Directions for this task:
Could you write out these items again with "turning-movement study" switched to "traffic survey" everywhere, keeping everything else the same?

>> START Raw records

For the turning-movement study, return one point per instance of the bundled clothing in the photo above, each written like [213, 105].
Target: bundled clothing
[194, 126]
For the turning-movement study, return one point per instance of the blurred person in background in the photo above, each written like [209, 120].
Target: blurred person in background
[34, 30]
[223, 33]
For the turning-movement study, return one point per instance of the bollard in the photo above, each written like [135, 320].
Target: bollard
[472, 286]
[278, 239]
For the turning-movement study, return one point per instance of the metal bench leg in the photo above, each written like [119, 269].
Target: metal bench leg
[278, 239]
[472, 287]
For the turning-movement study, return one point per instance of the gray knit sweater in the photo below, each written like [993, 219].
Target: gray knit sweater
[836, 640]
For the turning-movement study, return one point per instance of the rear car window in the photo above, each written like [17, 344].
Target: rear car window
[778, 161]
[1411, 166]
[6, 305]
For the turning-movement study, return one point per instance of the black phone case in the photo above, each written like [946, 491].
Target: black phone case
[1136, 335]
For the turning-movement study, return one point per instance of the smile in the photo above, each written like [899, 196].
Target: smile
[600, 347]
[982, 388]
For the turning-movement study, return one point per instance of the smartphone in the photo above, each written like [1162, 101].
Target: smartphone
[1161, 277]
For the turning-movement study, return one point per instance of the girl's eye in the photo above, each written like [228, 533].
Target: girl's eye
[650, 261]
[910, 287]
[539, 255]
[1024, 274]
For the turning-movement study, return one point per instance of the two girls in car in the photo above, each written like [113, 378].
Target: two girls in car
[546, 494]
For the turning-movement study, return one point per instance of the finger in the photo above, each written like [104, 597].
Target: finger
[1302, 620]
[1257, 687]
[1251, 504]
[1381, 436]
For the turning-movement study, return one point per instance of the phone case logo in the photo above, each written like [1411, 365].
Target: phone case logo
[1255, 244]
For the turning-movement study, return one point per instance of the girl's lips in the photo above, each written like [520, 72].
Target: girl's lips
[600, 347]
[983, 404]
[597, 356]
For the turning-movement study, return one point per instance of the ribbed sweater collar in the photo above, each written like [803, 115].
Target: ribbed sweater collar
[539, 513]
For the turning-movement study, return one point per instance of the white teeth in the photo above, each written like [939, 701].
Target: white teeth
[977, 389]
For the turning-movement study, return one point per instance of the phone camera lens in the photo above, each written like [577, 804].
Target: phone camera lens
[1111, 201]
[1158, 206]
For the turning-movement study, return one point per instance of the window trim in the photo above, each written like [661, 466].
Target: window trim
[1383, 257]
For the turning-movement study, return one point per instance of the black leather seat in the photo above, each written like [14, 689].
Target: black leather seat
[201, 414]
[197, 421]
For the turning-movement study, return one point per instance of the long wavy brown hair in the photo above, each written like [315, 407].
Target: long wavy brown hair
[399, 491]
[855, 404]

>> END Raw records

The completed task:
For the traffic survey, return one point per instance of the bundled clothing in the photo above, each written like [213, 105].
Target: bundled clothing
[194, 126]
For the traffic survey, return one point per instance of the blurred person in background in the photo above, each written like [209, 120].
Target: blurred person in background
[34, 30]
[223, 33]
For the traffic survey, return one point per instance of the bollard in the photo above, each written like [135, 320].
Target: bollard
[472, 286]
[278, 239]
For the traffic survey, return one point per instance of the metal bench leg in the photo above, each written like [119, 269].
Target: metal bench leg
[278, 239]
[472, 287]
For the traffic survey, return one point per instance of the gray knit sweater in the photo below, each written like [993, 219].
Target: gray knit sweater
[836, 640]
For the traffic survey, return one point per instance of the rear car window in the photo above, each written like [17, 344].
Target: rear car window
[778, 161]
[1411, 166]
[6, 305]
For the traffic survey, return one point per instance of the black phone case in the photo above, each written like [946, 491].
Target: black phone case
[1136, 335]
For the traffic survey, return one point per instance of the smile in the photo above, each written like [899, 196].
Target: smile
[600, 347]
[982, 388]
For the traffic survey, return one point per instance of the smartphone in the photo above, each written like [1162, 101].
Target: smartphone
[1161, 277]
For the traffic survey, return one point per instance of the girl's eye in the photo above, each written like [228, 533].
Target: girl's eye
[650, 261]
[910, 287]
[539, 255]
[1024, 274]
For the traffic survey, return one point per instance of the two girls in car in the photo above, each written like [113, 378].
Target: two girls in car
[546, 494]
For the traffic survey, return one point per instance of the finger in the photo above, each written like [104, 597].
Target: finger
[1302, 620]
[1257, 687]
[1251, 504]
[1381, 436]
For the traffic survey, return one point per instance of the phone case logo in the photo above, each written like [1411, 365].
Target: phone case logo
[1255, 244]
For the traffic survey, return one point per instance of the girl's lips in the photo above, each written like [520, 72].
Target: girl's lips
[600, 347]
[983, 404]
[597, 356]
For the traffic survey, return one point per instance of the ribbed sweater collar in the photo above, each written like [803, 115].
Target: ribbed sweater collar
[539, 513]
For the traffic survey, return one point per instance of the white teeth in the photo above, each written like [939, 701].
Target: white teeth
[977, 389]
For the traffic survey, return one point per instance of the phone camera lens in the photo above, each written like [577, 804].
Target: phone camera lens
[1111, 201]
[1158, 206]
For the traffic survey, return one point per instance of the window trim in the photo above, each written like [661, 466].
Target: window trim
[1383, 257]
For the traffic survey, return one point per instance of the black leather seat in the photo above, each written like [14, 689].
Target: black leather seat
[201, 414]
[197, 421]
For the traffic survey, return one point per instance of the long wavy brown hair in the photo above, each written like [315, 407].
Target: long wavy brown hair
[399, 491]
[855, 404]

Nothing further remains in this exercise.